§ QUESTIONS ON THE MATERIAL:
• A. In the passage on accompaniment rulings, what share of the 752 rulings granted general representation powers to companions?
• B. From the passage on accompaniment rulings, set down word for word everything from "Similarly, according to" down to "barred from voting.".
• C. Turn the paragraph of the passage on accompaniment rulings that begins "Similarly, according to the new law" into a list that keeps its main facts.

§ READING PASSAGE:
________________________

The analysis of 752 rulings (including only people aged between 18 and 55 years) in three selected districts reveals the strong predominance, between 2019 and 2022, of the most restrictive accompaniment measure: in 82% of rulings, general representation powers were granted to companions, contradicting the recommendations of the United Nations Committee on the Rights of Persons with Disabilities, which in its General Comment No. 1 reiterates that “legal capacity is a universal attribute inherent to all persons by virtue of their humanity and must be guaranteed for persons with disabilities on an equal basis with others.”

However, it was also possible to verify that in the most recent rulings, issued between February 2022 and February 2023 (N=219), this situation slightly changes: 78% of rulings grant general representation powers to companions, and 21% grant special representation, i.e., a less restrictive accompaniment measure in terms of rights.

Similarly, according to the new law, restriction of personal rights should be exceptional. However, in only 10% of the rulings analyzed was there no restriction of personal rights: 84% of people under accompaniment measures cannot make a will, 72% cannot exercise parental responsibilities (including fostering, exercising parental responsibilities, adoption, and reproductive rights), 60% cannot marry, 53% cannot move or establish residence, 29% are barred from exercising reproductive rights, and 13% (N=98) are barred from voting.

________________________

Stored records

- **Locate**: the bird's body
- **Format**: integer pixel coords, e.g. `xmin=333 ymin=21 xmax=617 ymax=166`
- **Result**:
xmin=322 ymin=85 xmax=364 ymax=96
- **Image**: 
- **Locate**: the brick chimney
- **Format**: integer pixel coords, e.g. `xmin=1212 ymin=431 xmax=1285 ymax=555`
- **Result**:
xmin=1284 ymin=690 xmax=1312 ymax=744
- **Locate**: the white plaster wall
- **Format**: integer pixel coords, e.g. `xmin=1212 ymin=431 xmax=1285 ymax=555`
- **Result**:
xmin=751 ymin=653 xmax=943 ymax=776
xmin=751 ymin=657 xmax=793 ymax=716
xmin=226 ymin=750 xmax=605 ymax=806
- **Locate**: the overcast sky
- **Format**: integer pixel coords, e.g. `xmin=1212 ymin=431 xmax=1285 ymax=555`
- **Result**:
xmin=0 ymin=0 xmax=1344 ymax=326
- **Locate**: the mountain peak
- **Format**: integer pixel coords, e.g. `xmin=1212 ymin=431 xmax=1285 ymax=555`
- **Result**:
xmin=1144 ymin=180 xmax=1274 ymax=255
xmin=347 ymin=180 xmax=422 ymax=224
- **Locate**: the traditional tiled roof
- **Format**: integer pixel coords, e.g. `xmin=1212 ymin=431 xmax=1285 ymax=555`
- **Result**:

________________________

§ TASK-BY-TASK ANSWERS:
• A. 82%

• B.
Similarly, according to the new law, restriction of personal rights should be exceptional. However, in only 10% of the rulings analyzed was there no restriction of personal rights: 84% of people under accompaniment measures cannot make a will, 72% cannot exercise parental responsibilities (including fostering, exercising parental responsibilities, adoption, and reproductive rights), 60% cannot marry, 53% cannot move or establish residence, 29% are barred from exercising reproductive rights, and 13% (N=98) are barred from voting.

• C.
- Under the new law, restriction of personal rights should be exceptional.
- Only 10% of the rulings analyzed imposed no restriction of personal rights.
- Among people under accompaniment measures:
  - 84% cannot make a will.
  - 72% cannot exercise parental responsibilities (including fostering, adoption, and reproductive rights).
  - 60% cannot marry.
  - 53% cannot move or establish residence.
  - 29% are barred from exercising reproductive rights.
  - 13% (N=98) are barred from voting.